All of the data is to be set down again without alteration.

-------

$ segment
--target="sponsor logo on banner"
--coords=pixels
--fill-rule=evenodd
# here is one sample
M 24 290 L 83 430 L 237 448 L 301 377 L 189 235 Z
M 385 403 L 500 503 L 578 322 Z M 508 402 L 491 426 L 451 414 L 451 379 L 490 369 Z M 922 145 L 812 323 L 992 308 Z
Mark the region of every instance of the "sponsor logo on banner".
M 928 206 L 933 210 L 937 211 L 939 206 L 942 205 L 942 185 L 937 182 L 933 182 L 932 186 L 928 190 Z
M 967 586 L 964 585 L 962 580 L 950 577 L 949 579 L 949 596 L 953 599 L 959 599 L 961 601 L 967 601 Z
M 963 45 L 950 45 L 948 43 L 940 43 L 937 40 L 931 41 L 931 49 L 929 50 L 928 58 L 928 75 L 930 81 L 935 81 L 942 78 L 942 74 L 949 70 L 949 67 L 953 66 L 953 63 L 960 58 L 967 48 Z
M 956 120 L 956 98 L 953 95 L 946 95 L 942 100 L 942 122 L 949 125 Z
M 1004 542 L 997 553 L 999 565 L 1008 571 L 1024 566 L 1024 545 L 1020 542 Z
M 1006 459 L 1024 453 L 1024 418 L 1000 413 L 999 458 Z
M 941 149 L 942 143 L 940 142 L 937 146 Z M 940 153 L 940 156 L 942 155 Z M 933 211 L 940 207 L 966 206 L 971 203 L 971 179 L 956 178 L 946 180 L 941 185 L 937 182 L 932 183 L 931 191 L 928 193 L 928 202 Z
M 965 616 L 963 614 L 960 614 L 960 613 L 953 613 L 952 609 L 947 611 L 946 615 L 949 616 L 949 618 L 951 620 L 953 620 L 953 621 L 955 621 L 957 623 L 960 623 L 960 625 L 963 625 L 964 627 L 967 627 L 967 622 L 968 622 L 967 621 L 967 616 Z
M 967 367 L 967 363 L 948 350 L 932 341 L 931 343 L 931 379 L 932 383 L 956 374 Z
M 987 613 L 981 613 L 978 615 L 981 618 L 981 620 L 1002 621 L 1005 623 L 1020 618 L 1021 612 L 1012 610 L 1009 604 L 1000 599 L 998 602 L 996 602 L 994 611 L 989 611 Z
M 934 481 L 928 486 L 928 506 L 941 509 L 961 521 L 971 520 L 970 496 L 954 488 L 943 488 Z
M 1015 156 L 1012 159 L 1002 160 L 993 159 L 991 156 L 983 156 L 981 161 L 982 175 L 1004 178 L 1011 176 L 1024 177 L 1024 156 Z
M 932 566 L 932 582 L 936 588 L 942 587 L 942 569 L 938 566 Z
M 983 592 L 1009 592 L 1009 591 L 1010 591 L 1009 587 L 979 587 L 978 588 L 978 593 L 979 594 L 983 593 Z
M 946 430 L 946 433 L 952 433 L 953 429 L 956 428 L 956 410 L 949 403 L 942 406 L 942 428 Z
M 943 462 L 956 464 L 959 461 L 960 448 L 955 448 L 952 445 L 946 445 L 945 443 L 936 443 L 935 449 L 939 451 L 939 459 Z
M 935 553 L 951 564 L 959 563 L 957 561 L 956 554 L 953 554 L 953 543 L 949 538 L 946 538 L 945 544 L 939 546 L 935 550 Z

-------

= PROBLEM SOLUTION =
$ segment
--target="sponsor logo on banner"
--coords=pixels
--fill-rule=evenodd
# here is one sample
M 24 290 L 83 430 L 237 448 L 301 377 L 189 235 Z
M 385 403 L 500 503 L 578 322 Z M 508 402 L 491 426 L 451 414 L 451 379 L 490 369 Z M 922 145 L 812 323 L 992 308 Z
Mark the region of every instance of the "sponsor logo on banner".
M 928 206 L 933 210 L 937 211 L 939 206 L 942 205 L 942 185 L 937 182 L 933 182 L 932 186 L 928 190 Z
M 967 586 L 964 585 L 962 580 L 950 577 L 949 579 L 949 596 L 953 599 L 959 599 L 961 601 L 967 601 Z
M 963 45 L 950 45 L 948 43 L 940 43 L 937 40 L 931 41 L 931 49 L 929 50 L 928 58 L 928 75 L 930 81 L 935 81 L 942 78 L 942 74 L 949 70 L 949 67 L 953 66 L 953 63 L 960 58 L 967 48 Z
M 956 120 L 956 98 L 953 95 L 946 95 L 942 100 L 942 122 L 949 125 Z
M 1004 542 L 997 553 L 999 565 L 1008 571 L 1024 566 L 1024 545 L 1020 542 Z
M 1006 459 L 1024 453 L 1024 418 L 1000 413 L 999 458 Z
M 941 149 L 942 143 L 940 142 L 937 146 Z M 940 153 L 940 156 L 942 155 Z M 933 211 L 940 207 L 966 206 L 971 203 L 971 179 L 956 178 L 946 180 L 941 185 L 937 182 L 932 183 L 931 191 L 928 193 L 928 202 Z
M 965 616 L 963 614 L 960 614 L 960 613 L 953 613 L 952 609 L 947 611 L 946 615 L 949 616 L 949 618 L 951 620 L 953 620 L 953 621 L 955 621 L 957 623 L 960 623 L 960 625 L 963 625 L 964 627 L 967 627 L 967 622 L 968 622 L 967 621 L 967 616 Z
M 967 367 L 967 363 L 948 350 L 932 341 L 931 343 L 931 379 L 932 383 L 956 374 Z
M 987 613 L 981 613 L 978 615 L 981 618 L 981 620 L 1002 621 L 1005 623 L 1020 618 L 1021 612 L 1012 610 L 1009 604 L 1000 599 L 998 602 L 996 602 L 994 611 L 989 611 Z
M 934 481 L 928 486 L 928 506 L 941 509 L 961 521 L 971 520 L 970 496 L 954 488 L 943 488 Z
M 1015 156 L 1012 159 L 1002 160 L 993 159 L 991 156 L 983 156 L 981 161 L 982 175 L 1004 178 L 1011 176 L 1024 177 L 1024 156 Z
M 932 566 L 932 582 L 936 588 L 942 587 L 942 569 L 938 566 Z
M 983 592 L 1009 592 L 1009 591 L 1010 591 L 1009 587 L 979 587 L 978 588 L 978 593 L 979 594 L 983 593 Z
M 946 430 L 946 433 L 952 433 L 953 429 L 956 428 L 956 410 L 949 403 L 942 406 L 942 428 Z
M 943 462 L 956 464 L 959 461 L 960 448 L 955 448 L 952 445 L 946 445 L 945 443 L 936 443 L 935 449 L 939 451 L 939 459 Z
M 935 553 L 951 564 L 959 563 L 957 561 L 956 554 L 953 554 L 953 543 L 949 538 L 946 538 L 945 544 L 939 546 L 935 550 Z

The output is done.